Records from a data collection
+ + +
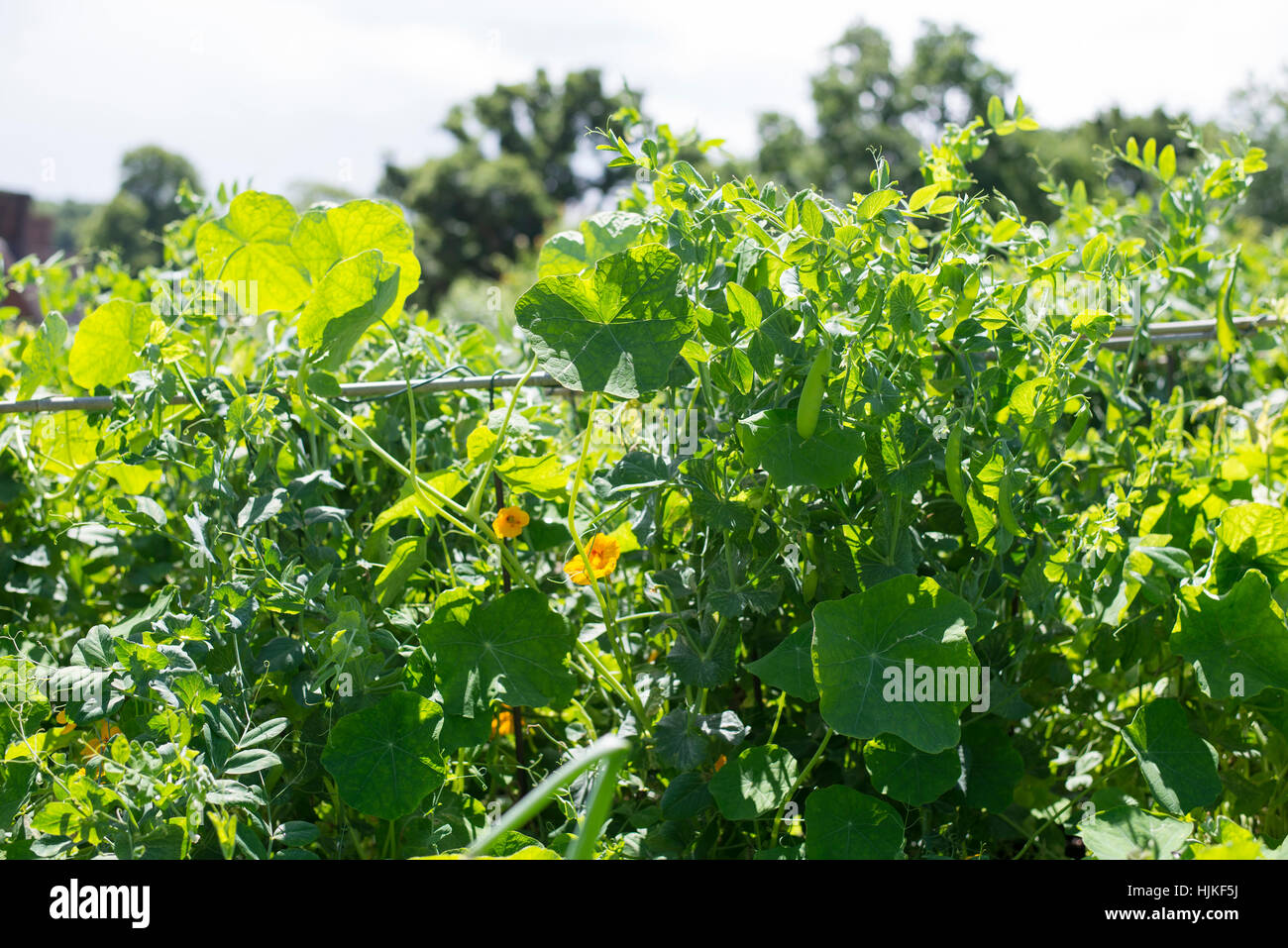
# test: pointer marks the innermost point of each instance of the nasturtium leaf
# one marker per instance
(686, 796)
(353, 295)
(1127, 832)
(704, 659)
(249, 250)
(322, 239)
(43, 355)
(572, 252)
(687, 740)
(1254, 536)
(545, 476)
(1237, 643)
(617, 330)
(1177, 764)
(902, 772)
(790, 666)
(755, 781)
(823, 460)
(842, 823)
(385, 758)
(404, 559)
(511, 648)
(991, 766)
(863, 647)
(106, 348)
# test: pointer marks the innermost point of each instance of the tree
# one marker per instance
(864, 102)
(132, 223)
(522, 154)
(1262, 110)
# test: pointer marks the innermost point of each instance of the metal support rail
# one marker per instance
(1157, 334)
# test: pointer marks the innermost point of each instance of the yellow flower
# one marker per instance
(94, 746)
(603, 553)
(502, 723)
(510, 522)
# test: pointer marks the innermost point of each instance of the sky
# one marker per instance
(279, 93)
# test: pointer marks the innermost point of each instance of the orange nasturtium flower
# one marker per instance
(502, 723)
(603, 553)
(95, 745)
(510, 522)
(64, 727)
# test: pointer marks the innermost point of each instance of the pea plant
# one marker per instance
+ + +
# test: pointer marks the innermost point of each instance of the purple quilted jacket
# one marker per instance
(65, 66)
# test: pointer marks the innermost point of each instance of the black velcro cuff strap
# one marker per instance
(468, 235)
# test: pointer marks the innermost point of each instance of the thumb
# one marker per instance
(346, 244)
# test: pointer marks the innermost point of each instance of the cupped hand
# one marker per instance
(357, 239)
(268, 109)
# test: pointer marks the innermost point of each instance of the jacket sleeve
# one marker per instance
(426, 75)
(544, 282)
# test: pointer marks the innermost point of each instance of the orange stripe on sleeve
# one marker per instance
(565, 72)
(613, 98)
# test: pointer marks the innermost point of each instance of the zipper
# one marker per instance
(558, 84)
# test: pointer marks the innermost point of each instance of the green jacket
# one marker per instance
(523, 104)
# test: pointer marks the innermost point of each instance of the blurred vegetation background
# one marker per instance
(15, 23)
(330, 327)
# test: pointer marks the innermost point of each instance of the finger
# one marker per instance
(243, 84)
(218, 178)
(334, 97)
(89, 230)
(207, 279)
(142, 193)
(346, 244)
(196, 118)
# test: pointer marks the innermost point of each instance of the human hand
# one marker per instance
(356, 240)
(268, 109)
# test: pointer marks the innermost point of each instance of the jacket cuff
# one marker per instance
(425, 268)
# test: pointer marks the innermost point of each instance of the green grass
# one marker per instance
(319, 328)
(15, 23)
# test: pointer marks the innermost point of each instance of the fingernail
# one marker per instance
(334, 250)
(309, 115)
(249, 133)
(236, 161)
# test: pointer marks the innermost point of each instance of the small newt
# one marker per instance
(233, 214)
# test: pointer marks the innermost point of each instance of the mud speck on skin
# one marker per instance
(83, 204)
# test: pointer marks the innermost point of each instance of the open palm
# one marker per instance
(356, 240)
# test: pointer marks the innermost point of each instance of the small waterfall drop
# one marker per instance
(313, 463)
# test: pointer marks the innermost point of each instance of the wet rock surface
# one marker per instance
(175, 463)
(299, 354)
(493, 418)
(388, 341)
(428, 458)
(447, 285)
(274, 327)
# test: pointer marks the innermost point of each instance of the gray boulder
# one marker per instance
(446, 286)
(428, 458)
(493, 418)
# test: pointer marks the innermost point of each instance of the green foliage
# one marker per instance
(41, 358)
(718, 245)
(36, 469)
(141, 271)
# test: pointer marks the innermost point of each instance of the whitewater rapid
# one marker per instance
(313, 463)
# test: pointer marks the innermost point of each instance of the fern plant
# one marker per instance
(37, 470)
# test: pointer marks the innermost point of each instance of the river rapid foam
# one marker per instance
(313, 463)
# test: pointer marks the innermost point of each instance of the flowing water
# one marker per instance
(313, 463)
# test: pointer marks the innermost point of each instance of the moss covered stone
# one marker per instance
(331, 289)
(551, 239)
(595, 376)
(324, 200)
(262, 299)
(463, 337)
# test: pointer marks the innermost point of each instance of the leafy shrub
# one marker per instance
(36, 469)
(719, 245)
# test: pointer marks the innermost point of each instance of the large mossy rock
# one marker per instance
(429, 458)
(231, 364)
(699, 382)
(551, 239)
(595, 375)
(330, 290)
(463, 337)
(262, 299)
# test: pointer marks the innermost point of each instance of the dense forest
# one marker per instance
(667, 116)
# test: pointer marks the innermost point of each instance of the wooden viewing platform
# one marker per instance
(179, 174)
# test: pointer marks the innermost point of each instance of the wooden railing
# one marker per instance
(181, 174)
+ + +
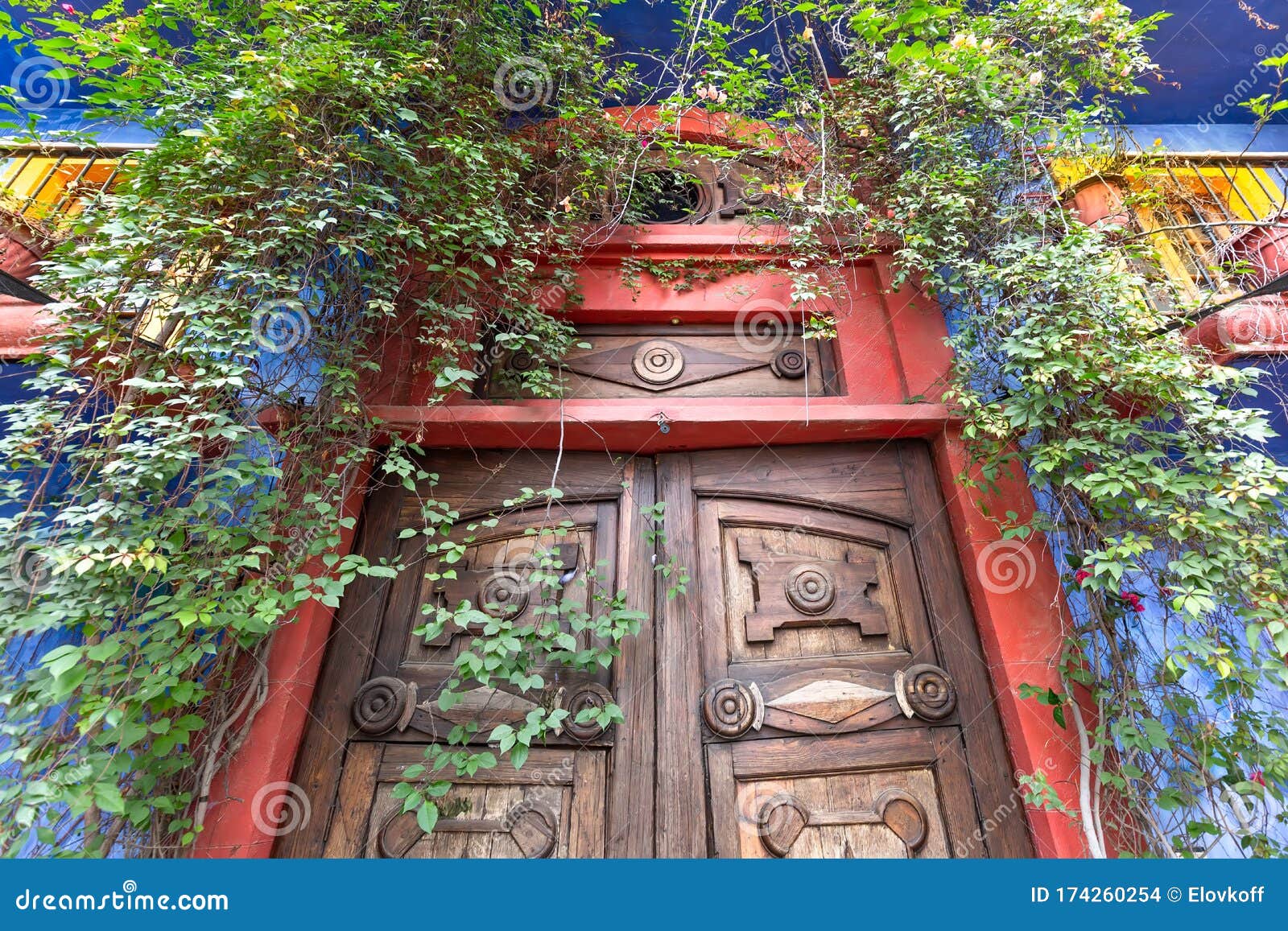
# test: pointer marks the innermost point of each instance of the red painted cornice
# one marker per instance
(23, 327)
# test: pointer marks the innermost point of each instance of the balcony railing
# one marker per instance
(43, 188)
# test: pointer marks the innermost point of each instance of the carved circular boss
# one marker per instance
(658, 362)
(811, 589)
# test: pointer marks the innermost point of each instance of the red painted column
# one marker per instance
+ + +
### [Directions for this task]
Which lines of the data hold the string "nasturtium"? Return each of them.

### [Exercise result]
# test: pointer marks the innermost point of each instance of the nasturtium leaf
# test: pointer marks the innermost point of each instance of the orange nasturtium flower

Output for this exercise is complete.